* WRITTEN EXERCISE *
Convert the rows below into a JSON list of strings with one string per line. Skip blank lines and leave out the pictures.

* ITEMS *
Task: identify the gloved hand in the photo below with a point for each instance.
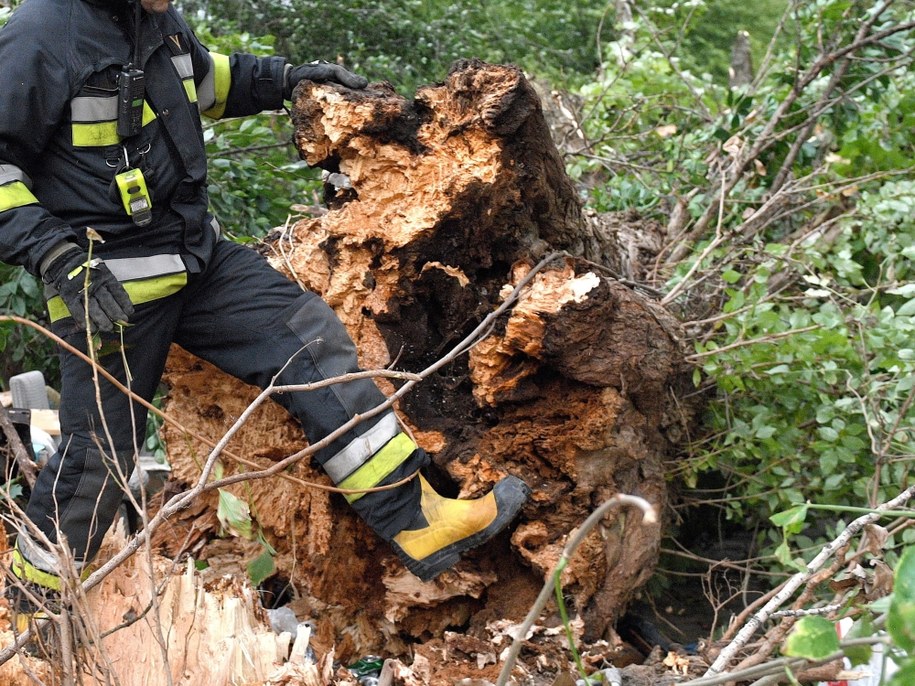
(107, 300)
(321, 72)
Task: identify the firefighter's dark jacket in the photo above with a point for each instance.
(59, 150)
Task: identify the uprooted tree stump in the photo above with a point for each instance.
(438, 206)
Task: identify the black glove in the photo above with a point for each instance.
(321, 72)
(108, 301)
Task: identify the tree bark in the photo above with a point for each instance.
(437, 205)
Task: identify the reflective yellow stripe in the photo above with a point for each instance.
(140, 291)
(15, 194)
(190, 89)
(103, 133)
(26, 571)
(222, 81)
(385, 461)
(95, 135)
(148, 114)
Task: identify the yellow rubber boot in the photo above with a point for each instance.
(446, 528)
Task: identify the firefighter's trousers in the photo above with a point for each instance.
(252, 322)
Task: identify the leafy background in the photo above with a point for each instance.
(802, 328)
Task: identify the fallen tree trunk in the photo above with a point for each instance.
(436, 206)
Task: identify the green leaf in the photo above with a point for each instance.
(791, 520)
(813, 638)
(261, 568)
(862, 628)
(900, 620)
(905, 676)
(234, 515)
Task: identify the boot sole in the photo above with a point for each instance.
(511, 494)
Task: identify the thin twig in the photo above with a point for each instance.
(746, 633)
(649, 516)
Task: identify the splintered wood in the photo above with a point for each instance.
(437, 206)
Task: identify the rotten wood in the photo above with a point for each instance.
(437, 205)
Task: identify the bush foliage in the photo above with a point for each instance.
(789, 204)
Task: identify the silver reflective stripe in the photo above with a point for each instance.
(184, 65)
(361, 449)
(84, 109)
(206, 91)
(10, 173)
(130, 268)
(37, 556)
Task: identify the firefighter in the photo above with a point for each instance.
(103, 195)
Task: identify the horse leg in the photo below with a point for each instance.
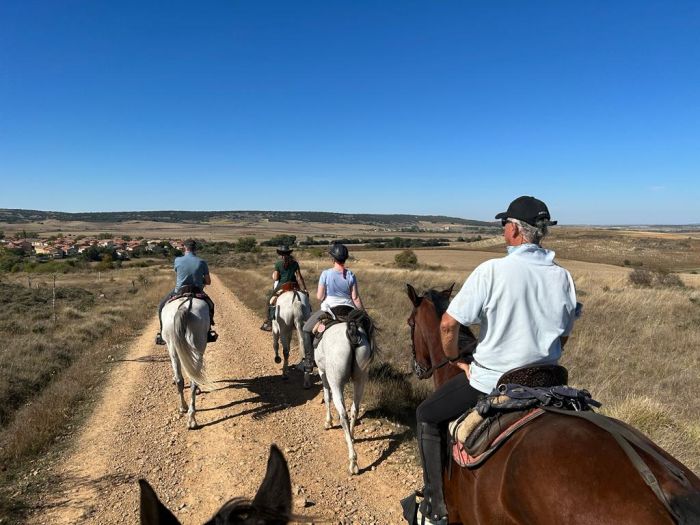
(358, 392)
(285, 354)
(327, 398)
(191, 421)
(339, 403)
(178, 379)
(276, 344)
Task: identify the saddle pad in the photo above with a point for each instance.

* PROBLEM SOLUTION *
[
  "Task: identify the gloved hand in the photo below with a point for each instance.",
  "(107, 300)",
  "(321, 72)",
  "Task: identify the firefighter's dark jacket in the photo above with a point for each instance.",
  "(59, 150)",
  "Task: identify the uprooted tree stump in the photo above with a point for each instance.",
  "(438, 206)",
  "Task: identify the black glove in the photo above with a point for each instance.",
  "(321, 72)",
  "(108, 301)",
  "Task: identify the tree bark in the photo above with a point for each instance.",
  "(437, 205)",
  "Task: identify the reflective yellow stripe in the photo above with a point for each instance.",
  "(140, 291)",
  "(15, 194)",
  "(190, 89)",
  "(103, 133)",
  "(26, 571)",
  "(222, 81)",
  "(385, 461)",
  "(95, 135)",
  "(148, 114)",
  "Task: identify the yellow rubber boot in the photo above with a point for each instance.",
  "(446, 528)",
  "Task: identify the firefighter's trousers in the photo above with a point for each instance.",
  "(252, 322)",
  "Task: identify the leafy background in the photo above with a point for each instance.",
  "(802, 328)",
  "Task: identify the fallen tree trunk in the photo above with a point for each instance.",
  "(436, 206)",
  "Task: identify the green leaf in the photo above with a point for each instance.",
  "(791, 520)",
  "(813, 638)",
  "(261, 568)",
  "(862, 628)",
  "(900, 620)",
  "(905, 676)",
  "(234, 515)",
  "Task: identify the boot sole in the photo above with a point for each instance.",
  "(511, 494)",
  "Task: identify the thin twig in the photo above with a point for each instance.",
  "(746, 633)",
  "(649, 516)",
  "Task: identify the splintered wood in the photo above with a point for each instance.",
  "(437, 206)",
  "Task: identify the rotten wood in the photo above with a point for each instance.",
  "(437, 205)",
  "Task: identify the bush foliage in the photo above with a point for each instance.",
  "(789, 204)",
  "Task: identify the silver reflective stripe in the photo above with a point for each instance.",
  "(184, 65)",
  "(361, 449)",
  "(84, 109)",
  "(206, 91)",
  "(10, 173)",
  "(130, 268)",
  "(37, 556)",
  "Task: identify the firefighter in the photo above with a point for each instance.",
  "(103, 195)",
  "Task: identify the horse leg in the photo below with a point for each instance.",
  "(358, 392)",
  "(285, 354)",
  "(327, 398)",
  "(191, 421)",
  "(339, 403)",
  "(178, 379)",
  "(276, 344)",
  "Task: identify the saddle pad in the photo above with a point for each instance."
]